Il étend la main vers un coquillage, […] le porte à son oreille. […]
- Pure légende, dit-il. Ce n’est pas le bruit de la mer que vous entendez : c’est le bruit du sang.
- Bon, dit Abel, est-ce que ce n’est pas la même chose.
Hervé Bazin, Les Bienheureux de la désolation

À l’exemple de l’ange des Ailes du désir, Theodore sait capter et partager les pensées et émotions de ceux dont il écrit les lettres en tentant d’harmoniser leurs vies, ou celles des inconnus qu’il croise sur son chemin et qu’il ne reverra jamais. En même temps il ne cesse, au travers de son oreillette, d’intercepter des flots de murmures - informations, publicités, messages, musiques... - émanant de la "Ville" : un espace urbain qu’il parcourt en tous sens et qui, du haut de chez lui, impose sa présence, avec tous ses buildings vus de jour ou de nuit. Et, dès lors que cette ville s’appelle "Los Angeles", on pourrait supposer que toutes ces voix qui lui parviennent sont celles des "anges". Reste à savoir s’il s’agit vraiment de messages célestes, ou si elles ne montent pas plutôt des entrailles de la cité et des serveurs qui s’y dissimulent.

→ À faire:
**a.** Selon l'extrait, quel nom porte la ville que Theodore parcourt en tous sens ?
**b.** Recopiez fidèlement le passage de l'extrait qui commence par « À l’exemple de » et se poursuit jusqu'à « qui s’y dissimulent. ».
Les lignes n'ont aucun rapport avec l'extrait.

→ Lignes extraites:

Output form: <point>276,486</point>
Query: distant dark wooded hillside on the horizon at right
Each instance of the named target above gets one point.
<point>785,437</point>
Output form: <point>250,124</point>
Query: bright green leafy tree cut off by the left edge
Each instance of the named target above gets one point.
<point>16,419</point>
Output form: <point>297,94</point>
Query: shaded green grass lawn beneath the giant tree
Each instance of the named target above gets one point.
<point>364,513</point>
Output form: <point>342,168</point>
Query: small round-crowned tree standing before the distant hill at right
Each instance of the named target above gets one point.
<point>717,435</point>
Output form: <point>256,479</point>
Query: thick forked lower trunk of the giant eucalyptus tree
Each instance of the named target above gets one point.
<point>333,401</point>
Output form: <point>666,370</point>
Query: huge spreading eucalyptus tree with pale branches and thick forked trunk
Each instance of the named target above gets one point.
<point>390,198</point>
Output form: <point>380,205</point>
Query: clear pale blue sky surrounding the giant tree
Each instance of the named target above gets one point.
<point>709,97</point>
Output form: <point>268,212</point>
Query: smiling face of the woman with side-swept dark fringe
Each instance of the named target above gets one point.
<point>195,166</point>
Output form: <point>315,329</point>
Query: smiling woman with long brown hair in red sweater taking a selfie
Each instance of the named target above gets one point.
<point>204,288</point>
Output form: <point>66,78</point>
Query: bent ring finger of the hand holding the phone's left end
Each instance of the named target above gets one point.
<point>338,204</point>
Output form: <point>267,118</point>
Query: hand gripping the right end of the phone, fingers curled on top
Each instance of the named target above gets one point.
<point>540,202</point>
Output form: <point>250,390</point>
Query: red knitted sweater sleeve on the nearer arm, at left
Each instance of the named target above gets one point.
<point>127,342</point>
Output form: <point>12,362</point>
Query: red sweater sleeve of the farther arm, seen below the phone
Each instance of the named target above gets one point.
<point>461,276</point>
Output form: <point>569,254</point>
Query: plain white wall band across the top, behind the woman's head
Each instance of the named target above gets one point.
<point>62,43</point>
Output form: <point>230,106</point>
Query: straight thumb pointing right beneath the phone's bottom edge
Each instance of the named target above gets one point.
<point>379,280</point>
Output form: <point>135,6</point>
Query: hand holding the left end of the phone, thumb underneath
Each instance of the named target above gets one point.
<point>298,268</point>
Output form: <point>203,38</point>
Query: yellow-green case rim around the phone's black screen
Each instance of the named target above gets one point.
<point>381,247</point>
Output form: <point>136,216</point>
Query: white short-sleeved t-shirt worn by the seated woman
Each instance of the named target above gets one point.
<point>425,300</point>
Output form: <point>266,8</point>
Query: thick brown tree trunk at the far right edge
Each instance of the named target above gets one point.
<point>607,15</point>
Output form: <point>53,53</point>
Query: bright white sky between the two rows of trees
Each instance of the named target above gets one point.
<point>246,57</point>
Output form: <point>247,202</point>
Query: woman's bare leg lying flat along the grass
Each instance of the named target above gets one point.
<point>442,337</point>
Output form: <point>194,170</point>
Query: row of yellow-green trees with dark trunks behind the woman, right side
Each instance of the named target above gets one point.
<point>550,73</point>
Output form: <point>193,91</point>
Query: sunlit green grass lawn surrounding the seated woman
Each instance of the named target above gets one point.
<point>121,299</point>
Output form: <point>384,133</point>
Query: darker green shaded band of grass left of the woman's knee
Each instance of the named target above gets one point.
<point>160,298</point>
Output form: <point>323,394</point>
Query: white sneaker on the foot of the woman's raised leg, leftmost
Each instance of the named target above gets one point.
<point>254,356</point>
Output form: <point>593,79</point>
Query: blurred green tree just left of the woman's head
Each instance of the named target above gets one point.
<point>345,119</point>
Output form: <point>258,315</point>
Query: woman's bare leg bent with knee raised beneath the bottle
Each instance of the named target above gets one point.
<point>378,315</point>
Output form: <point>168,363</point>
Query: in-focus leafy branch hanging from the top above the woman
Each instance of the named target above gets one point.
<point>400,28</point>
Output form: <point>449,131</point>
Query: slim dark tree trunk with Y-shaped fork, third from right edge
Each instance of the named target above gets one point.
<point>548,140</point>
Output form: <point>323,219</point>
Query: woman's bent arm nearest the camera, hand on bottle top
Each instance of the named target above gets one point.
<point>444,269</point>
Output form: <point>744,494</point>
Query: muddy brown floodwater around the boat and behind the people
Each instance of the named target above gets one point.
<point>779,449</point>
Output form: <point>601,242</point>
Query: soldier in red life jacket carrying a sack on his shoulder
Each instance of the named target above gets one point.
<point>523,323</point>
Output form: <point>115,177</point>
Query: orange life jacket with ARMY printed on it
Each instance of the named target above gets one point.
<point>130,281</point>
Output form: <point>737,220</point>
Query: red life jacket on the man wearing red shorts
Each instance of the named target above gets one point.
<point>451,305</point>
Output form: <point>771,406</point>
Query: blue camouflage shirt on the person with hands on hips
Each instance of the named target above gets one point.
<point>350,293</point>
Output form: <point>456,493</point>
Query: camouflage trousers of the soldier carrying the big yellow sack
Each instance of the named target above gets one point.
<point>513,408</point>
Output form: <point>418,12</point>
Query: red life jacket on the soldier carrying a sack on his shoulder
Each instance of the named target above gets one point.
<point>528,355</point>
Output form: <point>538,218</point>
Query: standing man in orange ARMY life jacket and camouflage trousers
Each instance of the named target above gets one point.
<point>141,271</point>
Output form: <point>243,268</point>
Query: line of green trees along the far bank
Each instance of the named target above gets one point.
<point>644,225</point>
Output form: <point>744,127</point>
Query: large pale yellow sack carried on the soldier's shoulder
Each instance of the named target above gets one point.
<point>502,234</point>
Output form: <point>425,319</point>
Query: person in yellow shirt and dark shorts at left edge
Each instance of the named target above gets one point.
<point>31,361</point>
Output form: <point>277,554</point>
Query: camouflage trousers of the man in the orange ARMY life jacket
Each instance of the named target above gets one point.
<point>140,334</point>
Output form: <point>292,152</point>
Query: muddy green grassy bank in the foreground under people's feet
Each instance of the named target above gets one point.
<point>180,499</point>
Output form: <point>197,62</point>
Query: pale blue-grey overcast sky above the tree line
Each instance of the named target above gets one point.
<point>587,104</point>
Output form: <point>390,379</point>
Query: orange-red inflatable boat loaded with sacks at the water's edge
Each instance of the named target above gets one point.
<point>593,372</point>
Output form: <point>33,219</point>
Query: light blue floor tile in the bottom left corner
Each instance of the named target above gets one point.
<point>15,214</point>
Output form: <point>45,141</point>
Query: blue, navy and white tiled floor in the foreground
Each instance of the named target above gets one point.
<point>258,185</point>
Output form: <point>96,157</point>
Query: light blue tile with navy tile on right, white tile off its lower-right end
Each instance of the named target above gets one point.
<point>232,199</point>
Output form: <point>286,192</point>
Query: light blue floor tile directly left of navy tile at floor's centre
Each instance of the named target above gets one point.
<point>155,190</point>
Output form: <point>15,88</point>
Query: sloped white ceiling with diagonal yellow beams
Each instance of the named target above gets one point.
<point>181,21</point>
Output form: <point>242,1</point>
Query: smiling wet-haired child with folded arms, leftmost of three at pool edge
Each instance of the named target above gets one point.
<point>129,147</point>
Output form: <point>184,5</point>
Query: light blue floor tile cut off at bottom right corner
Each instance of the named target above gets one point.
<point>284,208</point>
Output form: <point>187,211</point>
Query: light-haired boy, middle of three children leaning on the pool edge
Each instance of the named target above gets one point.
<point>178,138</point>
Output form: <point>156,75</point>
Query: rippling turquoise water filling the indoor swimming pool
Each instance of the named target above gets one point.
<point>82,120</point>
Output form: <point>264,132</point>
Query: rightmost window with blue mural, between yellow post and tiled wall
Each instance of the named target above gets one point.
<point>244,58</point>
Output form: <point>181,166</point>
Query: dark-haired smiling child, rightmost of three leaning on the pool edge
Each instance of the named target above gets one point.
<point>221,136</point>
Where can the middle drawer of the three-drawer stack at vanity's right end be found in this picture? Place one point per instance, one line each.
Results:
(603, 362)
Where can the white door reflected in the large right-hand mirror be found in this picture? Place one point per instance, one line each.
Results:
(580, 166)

→ Réponses par tâche:
**a.** Los Angeles.

**b.**
À l’exemple de l’ange des Ailes du désir, Theodore sait capter et partager les pensées et émotions de ceux dont il écrit les lettres en tentant d’harmoniser leurs vies, ou celles des inconnus qu’il croise sur son chemin et qu’il ne reverra jamais. En même temps il ne cesse, au travers de son oreillette, d’intercepter des flots de murmures - informations, publicités, messages, musiques... - émanant de la "Ville" : un espace urbain qu’il parcourt en tous sens et qui, du haut de chez lui, impose sa présence, avec tous ses buildings vus de jour ou de nuit. Et, dès lors que cette ville s’appelle "Los Angeles", on pourrait supposer que toutes ces voix qui lui parviennent sont celles des "anges". Reste à savoir s’il s’agit vraiment de messages célestes, ou si elles ne montent pas plutôt des entrailles de la cité et des serveurs qui s’y dissimulent.